§ **The request**: Return, word for word, every line starting at the line with "If you could pick out the distant island" and ending at the final line of the entries; skip the pictures.

---------- Information provided

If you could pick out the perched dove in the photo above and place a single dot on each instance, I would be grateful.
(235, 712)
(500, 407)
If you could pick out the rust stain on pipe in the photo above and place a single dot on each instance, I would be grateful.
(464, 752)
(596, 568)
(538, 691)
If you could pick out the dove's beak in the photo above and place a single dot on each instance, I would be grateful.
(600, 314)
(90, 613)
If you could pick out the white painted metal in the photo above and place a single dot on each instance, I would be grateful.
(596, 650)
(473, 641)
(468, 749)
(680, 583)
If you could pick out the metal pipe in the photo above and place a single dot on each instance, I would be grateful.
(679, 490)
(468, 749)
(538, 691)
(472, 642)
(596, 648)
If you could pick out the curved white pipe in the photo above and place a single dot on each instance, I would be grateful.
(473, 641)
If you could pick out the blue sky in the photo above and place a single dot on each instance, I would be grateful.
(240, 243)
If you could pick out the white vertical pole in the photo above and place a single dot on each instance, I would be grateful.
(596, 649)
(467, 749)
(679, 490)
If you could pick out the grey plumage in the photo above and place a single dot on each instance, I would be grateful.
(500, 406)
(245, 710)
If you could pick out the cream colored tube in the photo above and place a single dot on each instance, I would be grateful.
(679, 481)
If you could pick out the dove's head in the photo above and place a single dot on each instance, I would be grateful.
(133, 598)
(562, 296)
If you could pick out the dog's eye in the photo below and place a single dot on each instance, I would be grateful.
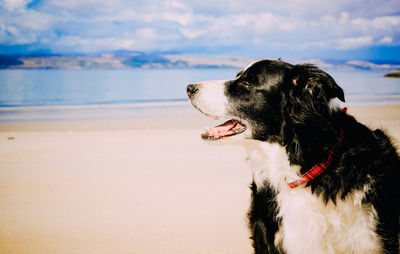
(245, 84)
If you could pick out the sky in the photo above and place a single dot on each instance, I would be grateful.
(340, 29)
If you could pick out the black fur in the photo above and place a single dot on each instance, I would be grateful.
(289, 104)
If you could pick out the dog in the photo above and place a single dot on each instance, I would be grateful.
(322, 182)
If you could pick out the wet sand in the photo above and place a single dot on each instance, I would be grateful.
(129, 186)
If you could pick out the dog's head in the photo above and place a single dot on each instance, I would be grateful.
(262, 98)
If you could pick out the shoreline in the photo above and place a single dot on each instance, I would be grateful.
(130, 186)
(187, 118)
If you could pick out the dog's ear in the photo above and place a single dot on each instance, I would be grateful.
(308, 78)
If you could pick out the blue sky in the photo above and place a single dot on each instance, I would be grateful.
(340, 29)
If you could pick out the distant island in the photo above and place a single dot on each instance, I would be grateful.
(138, 60)
(392, 74)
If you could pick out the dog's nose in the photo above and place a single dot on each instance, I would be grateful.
(192, 89)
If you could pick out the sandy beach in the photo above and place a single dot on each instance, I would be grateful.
(130, 186)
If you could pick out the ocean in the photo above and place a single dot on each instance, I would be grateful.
(69, 95)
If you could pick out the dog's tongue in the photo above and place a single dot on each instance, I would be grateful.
(222, 130)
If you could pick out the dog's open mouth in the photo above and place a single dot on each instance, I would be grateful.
(227, 129)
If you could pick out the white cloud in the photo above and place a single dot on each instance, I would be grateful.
(14, 5)
(356, 42)
(386, 40)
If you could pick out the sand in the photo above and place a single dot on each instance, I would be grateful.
(129, 186)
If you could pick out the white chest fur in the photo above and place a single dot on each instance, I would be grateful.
(308, 224)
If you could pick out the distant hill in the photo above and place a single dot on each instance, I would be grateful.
(138, 60)
(8, 61)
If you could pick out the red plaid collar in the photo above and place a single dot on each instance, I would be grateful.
(319, 168)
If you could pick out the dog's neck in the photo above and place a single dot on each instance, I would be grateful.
(270, 165)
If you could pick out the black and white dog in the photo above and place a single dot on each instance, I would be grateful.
(322, 182)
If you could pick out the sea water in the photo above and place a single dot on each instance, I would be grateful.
(65, 95)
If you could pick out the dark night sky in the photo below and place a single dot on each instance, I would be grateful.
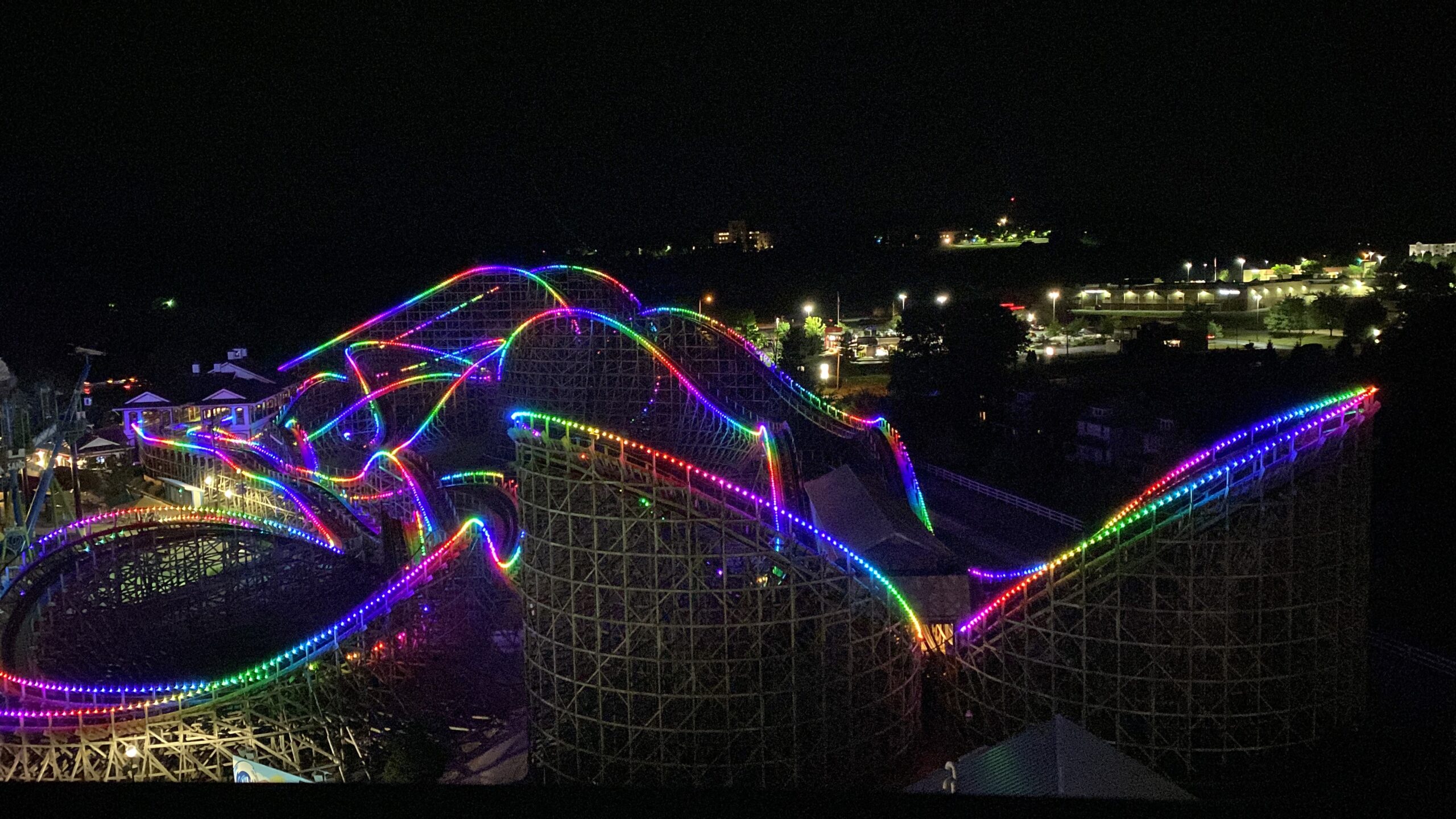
(305, 154)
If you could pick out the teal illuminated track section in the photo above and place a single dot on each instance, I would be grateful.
(539, 423)
(619, 483)
(1239, 457)
(814, 407)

--------------------

§ **The completed task**:
If you could pick out the distant island in the photo above and place a single dot on each instance, I would be grateful.
(138, 60)
(392, 74)
If you could pick out the dog's nose in the photo above and place a single dot on each instance, I would be grateful.
(192, 89)
If you could pick out the sandy beach in the photo above and place a single dot on each instance, I would be grateful.
(130, 186)
If you could pick out the ocean in the photo above and place a single dot on each instance, I would be grateful.
(69, 95)
If you could pick out the dog's tongue in the photo above and place a single dot on each instance, I would be grateful.
(222, 130)
If you could pick out the dog's open mouth in the photo above and place a single dot on each instance, I would be grateful.
(227, 129)
If you could pick out the white cloud in the photo above and place a single dot on each instance, I would be grateful.
(14, 5)
(356, 42)
(386, 40)
If you could pick out the sand in the photo above and place a single dot on each instance, I would be grateful.
(129, 186)
If you could pick out the white chest fur in the photo above and place a single dot on each instance, I would be grateful.
(308, 224)
If you could pick out the distant hill in the photo above and place a single dot on each instance, I would be grateful.
(138, 60)
(8, 61)
If you could pick out the red plaid collar in the photo above and place a single dot on each instance, I would be grateful.
(319, 168)
If you could pick out the dog's neck in the photo above and place a single dot on each instance, I would be grateful.
(270, 165)
If you could pick out the black and white dog in the photo above and place a single dot on each instance, I would be grateful.
(322, 182)
If you could pick out the sea water in the photo above and place a single dot on each instance, I would be grateful.
(65, 95)
If you could pick out the dark night sky in the photo below and place a single dot on each instance, I would be grateful.
(305, 154)
If you could pick out the teal illuminated track section in the photo above and place a single dot on each instance, I would be grateful.
(539, 423)
(619, 483)
(1239, 457)
(814, 407)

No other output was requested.